Task to complete: Can you put the items below into a JSON list of strings, one string per line with blank lines left out, starting at the line that contains "One keypoint belongs to every instance. Tag the paved" and continuing through the last line of the items?
:::
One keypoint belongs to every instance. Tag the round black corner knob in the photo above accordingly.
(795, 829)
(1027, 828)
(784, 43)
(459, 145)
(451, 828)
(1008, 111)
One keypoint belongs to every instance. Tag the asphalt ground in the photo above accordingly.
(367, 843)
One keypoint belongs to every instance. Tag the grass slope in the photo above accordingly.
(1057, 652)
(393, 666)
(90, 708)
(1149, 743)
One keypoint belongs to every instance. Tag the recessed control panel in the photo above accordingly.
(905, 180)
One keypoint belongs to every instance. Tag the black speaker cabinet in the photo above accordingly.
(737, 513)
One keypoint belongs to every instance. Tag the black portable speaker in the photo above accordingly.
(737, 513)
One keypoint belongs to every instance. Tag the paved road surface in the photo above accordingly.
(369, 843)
:::
Solved exercise:
[
  "One keypoint belongs to every instance. Tag the paved road surface in the photo above accordingly.",
  "(369, 843)"
]